Brief:
Change "blue pen" to "black pen" in the part that opens with the line containing "Please place a point on the blue" and closes with the line containing "Target: blue pen", keeping everything else the same. Give back only those lines.

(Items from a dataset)
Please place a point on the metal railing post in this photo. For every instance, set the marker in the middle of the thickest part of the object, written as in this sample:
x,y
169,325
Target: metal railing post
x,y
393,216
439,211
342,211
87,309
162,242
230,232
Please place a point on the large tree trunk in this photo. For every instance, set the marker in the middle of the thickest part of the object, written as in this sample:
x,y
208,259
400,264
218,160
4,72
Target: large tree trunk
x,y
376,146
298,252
==
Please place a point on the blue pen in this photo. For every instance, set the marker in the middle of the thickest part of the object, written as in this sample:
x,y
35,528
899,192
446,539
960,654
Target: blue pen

Solution:
Please place a point on the black pen in this photo. For every instance, set the marker in the middle of the thickest part of the object, written as in this sample:
x,y
35,528
899,192
446,539
960,654
Target: black pen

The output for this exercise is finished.